▸ **Task description**: Could you turn the records, from the line containing "If it's not too much trouble, can you detect the spectator" through the end of the records, into a Markdown table with the columns "Row" and "Line", numbering each line and skipping blank ones? Leave the pictures out.
--- Start Listed records ---
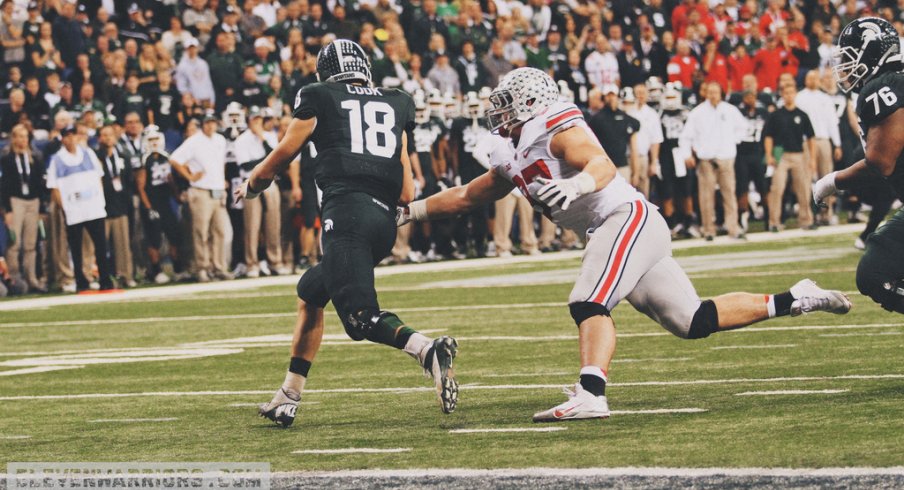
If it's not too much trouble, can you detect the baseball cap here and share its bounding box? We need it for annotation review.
[254,37,273,49]
[600,83,618,95]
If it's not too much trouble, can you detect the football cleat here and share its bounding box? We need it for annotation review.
[424,337,458,413]
[258,388,301,428]
[534,383,610,422]
[791,279,851,316]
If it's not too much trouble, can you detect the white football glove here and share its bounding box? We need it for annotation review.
[534,172,596,211]
[396,206,411,228]
[813,172,838,207]
[396,199,427,227]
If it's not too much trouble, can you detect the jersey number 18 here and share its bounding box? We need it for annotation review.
[341,100,396,158]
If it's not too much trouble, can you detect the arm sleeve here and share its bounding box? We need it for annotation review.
[292,85,319,120]
[800,111,815,138]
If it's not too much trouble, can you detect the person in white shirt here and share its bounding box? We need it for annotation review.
[679,82,745,240]
[794,70,841,225]
[170,113,232,282]
[47,126,113,291]
[584,34,620,87]
[625,83,663,199]
[176,38,216,107]
[235,108,289,277]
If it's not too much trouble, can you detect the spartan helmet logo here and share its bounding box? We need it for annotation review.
[860,22,882,42]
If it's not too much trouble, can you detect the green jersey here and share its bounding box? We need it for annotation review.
[857,72,904,199]
[294,82,414,206]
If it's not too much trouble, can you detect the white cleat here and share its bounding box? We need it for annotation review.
[258,388,301,428]
[791,279,852,316]
[424,337,458,413]
[534,383,609,422]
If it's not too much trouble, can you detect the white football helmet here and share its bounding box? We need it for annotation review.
[559,80,574,104]
[463,92,483,119]
[411,89,430,124]
[619,87,637,109]
[443,92,461,119]
[647,77,665,104]
[662,83,681,111]
[141,124,166,155]
[223,102,247,130]
[487,68,559,132]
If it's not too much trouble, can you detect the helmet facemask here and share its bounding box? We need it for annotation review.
[832,46,870,93]
[487,90,524,133]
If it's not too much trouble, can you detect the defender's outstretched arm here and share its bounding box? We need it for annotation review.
[235,117,317,201]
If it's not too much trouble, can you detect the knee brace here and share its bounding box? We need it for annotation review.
[687,299,719,339]
[342,309,403,345]
[568,301,610,327]
[341,309,381,341]
[869,279,904,313]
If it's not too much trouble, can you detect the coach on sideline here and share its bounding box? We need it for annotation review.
[170,112,237,282]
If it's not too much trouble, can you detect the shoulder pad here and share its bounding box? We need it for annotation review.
[544,102,584,135]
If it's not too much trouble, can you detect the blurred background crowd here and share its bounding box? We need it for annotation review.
[0,0,904,294]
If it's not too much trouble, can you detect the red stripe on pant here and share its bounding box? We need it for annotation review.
[593,201,647,304]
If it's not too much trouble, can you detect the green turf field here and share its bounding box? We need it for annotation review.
[0,235,904,471]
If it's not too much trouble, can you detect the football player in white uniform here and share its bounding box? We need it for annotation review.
[398,68,851,422]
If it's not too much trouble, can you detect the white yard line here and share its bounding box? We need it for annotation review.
[735,390,851,396]
[449,427,566,434]
[292,447,411,454]
[0,366,85,376]
[88,417,179,424]
[612,408,706,415]
[273,466,904,478]
[0,224,862,317]
[0,374,904,401]
[710,344,797,350]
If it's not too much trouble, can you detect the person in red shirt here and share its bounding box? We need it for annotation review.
[753,36,797,91]
[672,0,709,37]
[703,37,728,93]
[728,43,753,92]
[760,0,791,36]
[666,39,700,87]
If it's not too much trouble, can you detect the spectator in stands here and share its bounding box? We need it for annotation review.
[0,124,46,291]
[680,82,746,240]
[667,39,700,88]
[47,126,113,291]
[96,123,136,288]
[794,70,841,225]
[763,83,817,231]
[170,113,232,282]
[0,88,29,135]
[176,37,216,107]
[234,110,290,277]
[625,85,663,199]
[484,39,514,87]
[587,83,641,187]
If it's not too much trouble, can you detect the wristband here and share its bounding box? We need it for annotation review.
[572,172,596,196]
[245,179,263,199]
[408,199,427,221]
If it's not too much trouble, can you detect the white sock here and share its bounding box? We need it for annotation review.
[766,294,775,318]
[581,366,609,383]
[283,371,308,395]
[404,332,433,366]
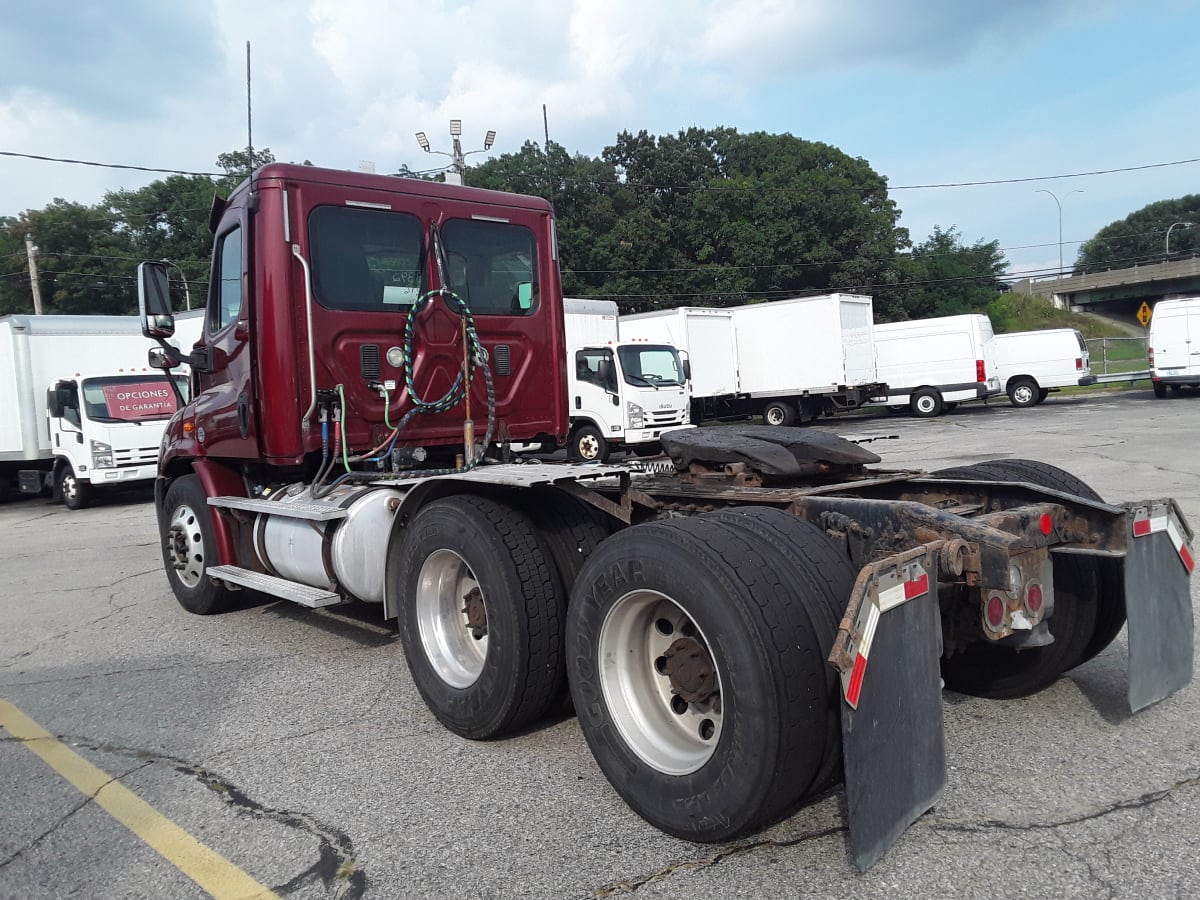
--- End Listed records ---
▸ **Solution for this exercise**:
| Row | Line |
|---|---|
| 1 | If it's not too much trouble, can you detect the spectator in stands here and share its bounding box? We need it for annotation review. |
| 2 | [0,124,46,291] |
| 3 | [680,82,746,240] |
| 4 | [667,39,700,88] |
| 5 | [47,126,113,291] |
| 6 | [96,123,136,288] |
| 7 | [794,70,841,225] |
| 8 | [763,83,817,231] |
| 9 | [170,113,232,282] |
| 10 | [0,88,29,135] |
| 11 | [176,37,216,107] |
| 12 | [234,110,290,277] |
| 13 | [625,85,663,199] |
| 14 | [484,39,514,87] |
| 15 | [587,83,641,187] |
| 16 | If it's not too much trouble, can you detect the wristband here and share its bounding box? We need it for annotation review. |
| 17 | [572,172,596,196] |
| 18 | [245,179,263,199] |
| 19 | [408,199,427,221] |
| 20 | If it's not too much trouble, can you detect the white sock here and share its bounding box? We need it for annotation review. |
| 21 | [766,294,775,318] |
| 22 | [581,366,609,383] |
| 23 | [283,371,308,395] |
| 24 | [404,332,433,366] |